### [Text passage]
SFH Nigeria: Managing Director Bright Ekweremadu cites a number of factors for SFH’s success, including a strong board, its partnership with PSI, collaboration with national and international NGOs, donor diversification, staff longevity and, above all, said Ekweremadu, the fact that “SFH is a learning culture of integrity and accountability determined to provide quality services to its stakeholders.”
Population Health Services India (affiliated with Marie Stopes International): This program was started with donor funds but is seeking to evolve into a financially sustainable program. “The program design and execution focuses on meeting unmet need by increasing physical and financial access to contraceptives, especially for hard-to-reach and underserved clients,” said Vivek Malhotra, director of PSHI. “Modern technology has also been a factor in success and has helped improve efficiency, effectiveness and expand scale of operation.”
DKT Ethiopia: Andy Piller, who has just left Ethiopia after 10 years as the DKT country representative there, cites increased government commitment to family planning beginning in 2005, “generous donor funding from donors that don’t micromanage,” and his social marketing program’s close collaboration with private sector, NGO and public sector partners.

### [Given information]
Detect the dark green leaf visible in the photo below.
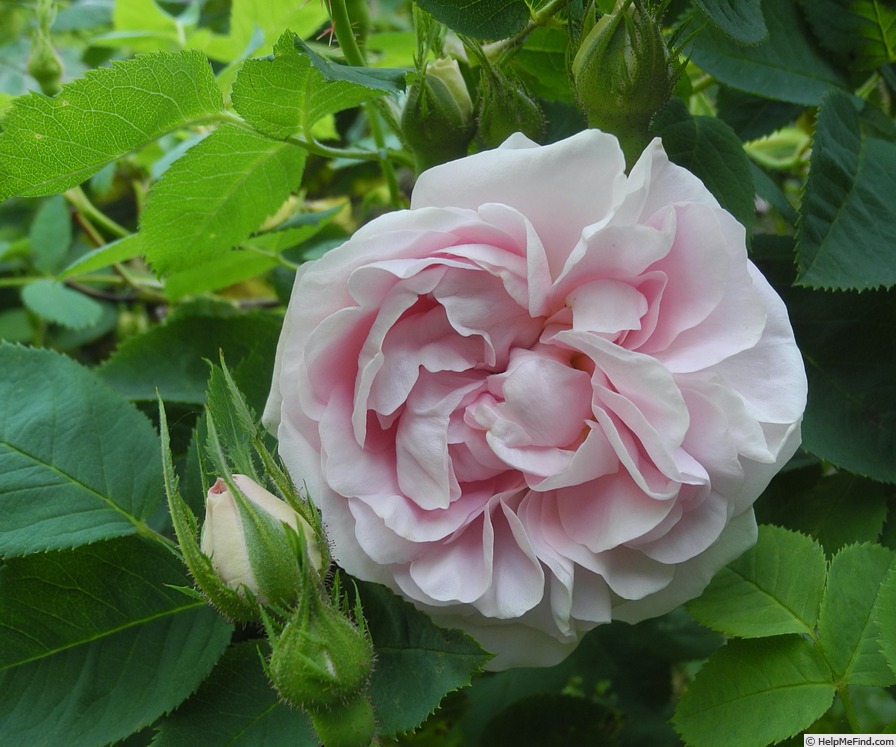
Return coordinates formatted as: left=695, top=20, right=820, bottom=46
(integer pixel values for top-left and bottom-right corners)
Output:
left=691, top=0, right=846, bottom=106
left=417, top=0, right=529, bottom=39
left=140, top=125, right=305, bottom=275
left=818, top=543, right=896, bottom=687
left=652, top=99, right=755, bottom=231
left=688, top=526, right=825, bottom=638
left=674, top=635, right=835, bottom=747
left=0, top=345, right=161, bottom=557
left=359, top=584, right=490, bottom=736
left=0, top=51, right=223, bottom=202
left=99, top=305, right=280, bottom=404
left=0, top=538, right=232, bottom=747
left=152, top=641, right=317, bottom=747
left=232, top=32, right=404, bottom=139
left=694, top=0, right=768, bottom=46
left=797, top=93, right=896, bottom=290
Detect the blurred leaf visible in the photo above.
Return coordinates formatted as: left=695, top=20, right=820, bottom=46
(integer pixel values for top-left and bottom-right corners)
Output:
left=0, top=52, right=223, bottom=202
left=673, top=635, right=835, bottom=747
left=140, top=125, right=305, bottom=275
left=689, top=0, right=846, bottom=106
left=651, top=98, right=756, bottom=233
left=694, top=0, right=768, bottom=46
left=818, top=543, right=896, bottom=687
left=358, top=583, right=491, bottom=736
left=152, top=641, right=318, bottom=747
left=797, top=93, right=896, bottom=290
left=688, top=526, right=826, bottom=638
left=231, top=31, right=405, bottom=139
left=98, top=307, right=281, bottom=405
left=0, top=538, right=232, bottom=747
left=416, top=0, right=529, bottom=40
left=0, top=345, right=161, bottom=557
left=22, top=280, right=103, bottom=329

### [Aim of the exercise]
Extend the passage on family planning programs, picking up after its last sentence. The lines above have no connection to the passage on family planning programs.

### [Task response]
DKT India: For most of DKT’s 22-year history in India, it worked with the Government of India. “During that long history, we were also able to establish two very strong brands, hand-in-hand with the government and the generous support of donors,” said Collin Dick, the country director. “But the real success story, over the last two years, was where we pulled out of our affiliation with GOI and started distributing our brands as low-cost commercial value brands, riding the brand equity we'd built up with government and donor help but now applying far more rigor from the sales and marketing end. We are already seeing an increase in the size and scale of our impact in a country that really needs it, and are bullish about the future.”
Profamilia Colombia: “Two of the biggest reasons for Profamilia’s success is that the entire country knows and trusts our brand, and Profamilia’s knowledge of the market and needs of the users,” said Marta Royo, executive director of Profamilia. “We have focused on developing a dedicated sales force that goes beyond the sale of a product, and adds personal attention. Finally, we have implemented a rigorous management of the social marketing process: This means recruiting professional and specialized talent, acquiring tools and innovative technologies, including a system of online information that allows us to follow daily figures and make quick and timely decisions.”
DKT, PSI and MSI all have big plans for future growth: DKT aims to deliver 28 million CYPs this year. PSI has a goal of achieving 105.6 million CYPs in the period 2012-2016. This is a 30% increase over the previous five years and PSI expects to exceed this target in 2016 based on performance to date. MSI is looking to triple its impact by 2020, with a particularly focus on what it calls “high impact” CYPs, a measure which evaluates the organization’s reach to the most underserved populations.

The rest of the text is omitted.